— Problem description —
Reproduce the entries beneath exactly, without their images.

%%

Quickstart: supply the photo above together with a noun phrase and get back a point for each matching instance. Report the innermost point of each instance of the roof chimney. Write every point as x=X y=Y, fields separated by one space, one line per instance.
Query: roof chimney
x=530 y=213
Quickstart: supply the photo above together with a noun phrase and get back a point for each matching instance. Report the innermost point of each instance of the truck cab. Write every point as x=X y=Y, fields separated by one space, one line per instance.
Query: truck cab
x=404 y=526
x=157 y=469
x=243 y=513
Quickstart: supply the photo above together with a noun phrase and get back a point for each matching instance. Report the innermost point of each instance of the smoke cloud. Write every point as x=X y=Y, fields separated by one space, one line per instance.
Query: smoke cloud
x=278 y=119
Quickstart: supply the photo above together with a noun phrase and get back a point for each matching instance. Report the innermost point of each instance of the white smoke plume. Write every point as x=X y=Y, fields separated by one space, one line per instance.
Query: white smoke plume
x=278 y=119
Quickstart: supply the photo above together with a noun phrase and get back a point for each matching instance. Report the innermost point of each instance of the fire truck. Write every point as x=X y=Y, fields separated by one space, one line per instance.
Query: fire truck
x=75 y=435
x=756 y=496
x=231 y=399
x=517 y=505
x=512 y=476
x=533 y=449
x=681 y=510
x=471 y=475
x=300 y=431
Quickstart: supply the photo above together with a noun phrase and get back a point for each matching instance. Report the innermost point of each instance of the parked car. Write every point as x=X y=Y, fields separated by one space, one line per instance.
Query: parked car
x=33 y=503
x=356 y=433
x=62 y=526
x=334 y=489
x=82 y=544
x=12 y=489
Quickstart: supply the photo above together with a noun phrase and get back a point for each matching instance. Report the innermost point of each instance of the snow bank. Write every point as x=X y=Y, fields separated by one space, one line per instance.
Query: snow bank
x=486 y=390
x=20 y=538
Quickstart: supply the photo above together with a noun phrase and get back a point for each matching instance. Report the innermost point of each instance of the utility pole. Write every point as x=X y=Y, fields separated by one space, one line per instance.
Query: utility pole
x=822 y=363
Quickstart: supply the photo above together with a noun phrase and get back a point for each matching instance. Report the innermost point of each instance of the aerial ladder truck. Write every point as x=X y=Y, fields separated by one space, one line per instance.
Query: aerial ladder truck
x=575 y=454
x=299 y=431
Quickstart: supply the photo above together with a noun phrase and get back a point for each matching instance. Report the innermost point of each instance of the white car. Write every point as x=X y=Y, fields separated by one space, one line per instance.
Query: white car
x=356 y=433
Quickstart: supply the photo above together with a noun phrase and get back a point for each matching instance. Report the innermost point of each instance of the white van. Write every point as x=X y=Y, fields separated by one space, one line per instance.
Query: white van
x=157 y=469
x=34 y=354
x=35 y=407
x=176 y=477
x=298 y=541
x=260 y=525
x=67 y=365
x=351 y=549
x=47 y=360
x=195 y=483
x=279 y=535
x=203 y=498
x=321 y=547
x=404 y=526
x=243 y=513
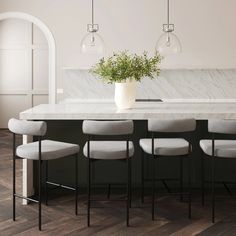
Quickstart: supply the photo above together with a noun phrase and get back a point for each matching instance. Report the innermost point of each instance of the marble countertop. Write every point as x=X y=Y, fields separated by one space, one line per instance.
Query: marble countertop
x=140 y=111
x=205 y=84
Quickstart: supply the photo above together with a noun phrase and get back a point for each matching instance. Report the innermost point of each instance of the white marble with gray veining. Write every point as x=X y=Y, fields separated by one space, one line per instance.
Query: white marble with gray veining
x=140 y=111
x=170 y=85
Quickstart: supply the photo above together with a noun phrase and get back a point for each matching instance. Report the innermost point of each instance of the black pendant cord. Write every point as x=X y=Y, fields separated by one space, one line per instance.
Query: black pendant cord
x=92 y=12
x=168 y=13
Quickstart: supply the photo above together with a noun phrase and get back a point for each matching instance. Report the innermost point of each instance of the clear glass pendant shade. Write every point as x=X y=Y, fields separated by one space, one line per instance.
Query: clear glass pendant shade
x=93 y=43
x=168 y=43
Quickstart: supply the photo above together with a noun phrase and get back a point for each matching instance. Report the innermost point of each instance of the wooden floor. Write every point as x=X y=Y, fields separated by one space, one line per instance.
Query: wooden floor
x=107 y=218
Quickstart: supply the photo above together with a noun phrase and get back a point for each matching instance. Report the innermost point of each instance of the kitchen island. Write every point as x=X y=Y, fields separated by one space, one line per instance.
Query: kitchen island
x=70 y=113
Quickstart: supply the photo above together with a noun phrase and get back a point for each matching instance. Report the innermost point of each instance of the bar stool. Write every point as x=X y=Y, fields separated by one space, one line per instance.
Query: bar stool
x=95 y=150
x=42 y=150
x=217 y=148
x=168 y=147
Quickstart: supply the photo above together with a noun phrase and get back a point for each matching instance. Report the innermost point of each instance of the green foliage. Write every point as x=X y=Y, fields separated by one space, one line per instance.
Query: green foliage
x=122 y=66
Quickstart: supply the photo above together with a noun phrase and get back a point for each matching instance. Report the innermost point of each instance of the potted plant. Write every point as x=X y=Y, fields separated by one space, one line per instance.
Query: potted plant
x=124 y=70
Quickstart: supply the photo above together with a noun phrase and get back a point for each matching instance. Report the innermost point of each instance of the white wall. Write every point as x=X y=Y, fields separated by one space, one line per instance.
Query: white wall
x=206 y=28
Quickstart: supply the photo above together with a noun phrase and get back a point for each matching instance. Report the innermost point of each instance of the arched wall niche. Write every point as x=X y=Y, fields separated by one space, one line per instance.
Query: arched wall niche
x=51 y=46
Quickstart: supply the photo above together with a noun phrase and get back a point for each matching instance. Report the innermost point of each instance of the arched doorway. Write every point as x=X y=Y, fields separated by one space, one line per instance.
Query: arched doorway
x=51 y=47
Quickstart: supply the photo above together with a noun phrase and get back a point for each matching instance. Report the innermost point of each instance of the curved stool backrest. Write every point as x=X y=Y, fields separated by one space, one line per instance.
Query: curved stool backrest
x=93 y=127
x=23 y=127
x=172 y=126
x=222 y=126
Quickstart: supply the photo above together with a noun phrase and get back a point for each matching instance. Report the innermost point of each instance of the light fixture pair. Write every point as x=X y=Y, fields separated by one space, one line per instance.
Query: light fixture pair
x=168 y=43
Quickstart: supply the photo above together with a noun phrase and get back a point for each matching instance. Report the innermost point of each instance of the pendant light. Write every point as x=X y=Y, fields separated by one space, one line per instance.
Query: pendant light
x=168 y=43
x=92 y=43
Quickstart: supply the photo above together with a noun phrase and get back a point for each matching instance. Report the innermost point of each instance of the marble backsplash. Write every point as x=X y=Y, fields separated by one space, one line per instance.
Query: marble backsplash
x=171 y=84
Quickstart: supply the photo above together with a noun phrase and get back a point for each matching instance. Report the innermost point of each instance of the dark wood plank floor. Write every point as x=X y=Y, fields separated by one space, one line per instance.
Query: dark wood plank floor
x=107 y=218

%%

— Solution to this problem —
Quickstart: supply the photo above together with a noun phrase and get back a point for each matching instance. Report the innermost point of each instance of the roof chimney. Write every point as x=X y=Y, fields separated by one space, one line per instance.
Query: roof chimney
x=530 y=213
Quickstart: supply the photo above together with a noun phrase and get back a point for each matching instance. Report the innermost point of each instance of the truck cab. Write every point as x=X y=Y, fields separated by one space, one line per instance.
Query: truck cab
x=404 y=526
x=157 y=469
x=243 y=513
Quickstart: supply the photo above together with a noun phrase and get back a point for each matching instance. Report the innermost point of each instance of the smoke cloud. Write every point as x=X y=Y, fields separated by one space, one line per instance.
Query: smoke cloud
x=278 y=119
Quickstart: supply the photo above together with a noun phrase and get back a point for each matching instance. Report the innermost point of each instance of the white smoke plume. Write every point as x=X y=Y, fields separated by one space, one line per instance.
Query: white smoke plume
x=278 y=119
Quickstart: supply the photo above together with a noun phrase and get back a point for each matching instance. Report the innermost point of each instance of the fire truck. Write every point as x=X y=Y, fields separated by one space, one line per instance.
Query: fire truck
x=75 y=435
x=756 y=496
x=231 y=399
x=517 y=505
x=512 y=476
x=533 y=449
x=681 y=510
x=471 y=475
x=300 y=431
Quickstart: supply the photo above together with a noun phrase and get back a point for each matching instance. Report the innermost point of each instance of the parked car. Write every point as x=X y=Y, fields separated by one space, one line per instance.
Query: parked car
x=33 y=503
x=356 y=433
x=62 y=526
x=334 y=489
x=82 y=544
x=12 y=489
Quickstart: supply the photo above together with a noun phrase and get back a point for each matching instance. Report the innermost point of each instance of the snow bank. Write every point as x=X y=Y, fields separated by one space, one line per instance.
Query: snow bank
x=486 y=390
x=20 y=538
Quickstart: supply the photo above together with a noun phrase and get back a point for each matching instance. Report the innermost point of each instance of the utility pole. Write every point as x=X y=Y, fields separated by one space, one line per instance.
Query: utility pole
x=822 y=363
Quickstart: supply the photo above together with a noun phrase and get back a point for each matching instance. Report the innermost point of each instance of the aerial ladder truck. Write every point as x=X y=Y, fields separated by one space, one line per instance.
Query: aerial ladder truck
x=575 y=454
x=299 y=431
Quickstart: supply the photo above together with a noun phrase and get back a point for each matching instance. Report the innermost point of each instance of the white car. Write every point as x=X y=Y, fields separated by one space, one line per instance.
Query: white car
x=356 y=433
Quickstart: supply the photo above together with a noun phrase and get back a point for each matching instance. Report the innermost point of each instance of the white van. Write every point as x=X y=Y, fields separated by one space, one line per instance.
Query: white van
x=157 y=469
x=34 y=354
x=35 y=407
x=176 y=477
x=298 y=541
x=260 y=525
x=67 y=365
x=351 y=549
x=47 y=360
x=195 y=483
x=279 y=535
x=203 y=498
x=321 y=547
x=404 y=526
x=243 y=513
Quickstart: supply the photo above together with a noun phrase and get back a point for each matching instance. Report the innermost point of each instance of the marble countertop. Write every point as x=X y=Y, fields separated by one space, one line per instance.
Query: marble countertop
x=140 y=111
x=205 y=84
Quickstart: supply the photo above together with a noun phrase and get back a point for each matching instance. Report the innermost point of each instance of the white marble with gray veining. Write every point as x=X y=Y, fields separated by one space, one line per instance.
Query: white marble with gray veining
x=140 y=111
x=170 y=85
Quickstart: supply the photo above together with a noun phrase and get back a point for each matching instance. Report the innermost point of each instance of the black pendant cord. Write every point as x=X y=Y, fields separated by one space, one line per instance.
Query: black pendant cord
x=92 y=12
x=168 y=13
Quickstart: supply the photo above together with a noun phrase and get back a point for each matching instance. Report the innermost point of each instance of the clear glass pendant shade. Write every point as x=X y=Y, fields separated by one space, one line per instance.
Query: clear glass pendant shade
x=93 y=43
x=168 y=43
Quickstart: supply the photo above together with a noun phrase and get back a point for each matching instance. Report the innermost point of each instance of the wooden floor. Write every point as x=X y=Y, fields separated by one space, one line per instance.
Query: wooden floor
x=107 y=218
Quickstart: supply the photo above together with a noun phrase and get back a point for each matching instance. Report the innermost point of each instance of the kitchen island. Write every point as x=X y=Y, fields separated by one space, one line per instance.
Query: kitchen island
x=70 y=113
Quickstart: supply the photo above together with a noun phrase and get back a point for each matching instance. Report the innermost point of each instance of the bar stool. Write every point as x=X y=Y, fields separated by one space, one line per instance.
Query: bar stool
x=95 y=150
x=42 y=150
x=217 y=148
x=168 y=147
Quickstart: supply the photo above together with a noun phrase and get back a point for each matching instance. Report the innermost point of each instance of the green foliage. Write every point as x=X y=Y, fields separated by one space, one line per instance.
Query: green foliage
x=122 y=66
Quickstart: supply the photo above together with a noun phrase and get back a point for each matching instance. Report the innermost point of each instance of the potted plant. Write every point as x=X y=Y, fields separated by one space, one line per instance.
Query: potted plant
x=124 y=70
Quickstart: supply the photo above together with a noun phrase and get back a point for each matching instance. Report the innermost point of each instance of the white wall. Write every point as x=X y=Y, fields separated by one space, one line per instance.
Query: white wall
x=206 y=28
Quickstart: supply the photo above together with a noun phrase and get back a point for each matching instance. Report the innermost point of each instance of the arched wall niche. Write every point as x=X y=Y, fields separated by one space, one line per instance.
Query: arched wall niche
x=51 y=46
Quickstart: supply the photo above together with a noun phrase and get back a point for each matching instance. Report the innermost point of each instance of the arched doorway. Write every point as x=X y=Y, fields separated by one space, one line per instance.
Query: arched doorway
x=51 y=47
Quickstart: supply the photo above together with a noun phrase and get back a point for each matching instance. Report the innermost point of each instance of the curved stool backrest. Write every point as x=X y=Y, fields separated by one space, one line per instance.
Query: curved stool backrest
x=93 y=127
x=23 y=127
x=172 y=126
x=222 y=126
Quickstart: supply the photo above together with a noun phrase and get back a point for each matching instance. Report the innermost point of each instance of the light fixture pair. Write every point as x=X y=Y, fields separated by one space, one line per instance.
Query: light fixture pair
x=168 y=43
Quickstart: supply the photo above together with a noun phrase and get back a point for each matching instance. Report the innermost point of each instance of the pendant light. Write every point as x=X y=Y, fields separated by one space, one line per instance.
Query: pendant light
x=168 y=43
x=92 y=43
Quickstart: supply the photo above together with a noun phrase and get back a point for each matching instance. Report the innermost point of each instance of the marble backsplash. Write every point as x=X y=Y, fields separated by one space, one line per instance.
Query: marble backsplash
x=171 y=84
Quickstart: supply the photo above together with a noun phrase and get back a point for each matching instance. Report the innermost point of each instance of the dark wood plank floor. Write every point as x=X y=Y, fields separated by one space, one line per instance.
Query: dark wood plank floor
x=107 y=218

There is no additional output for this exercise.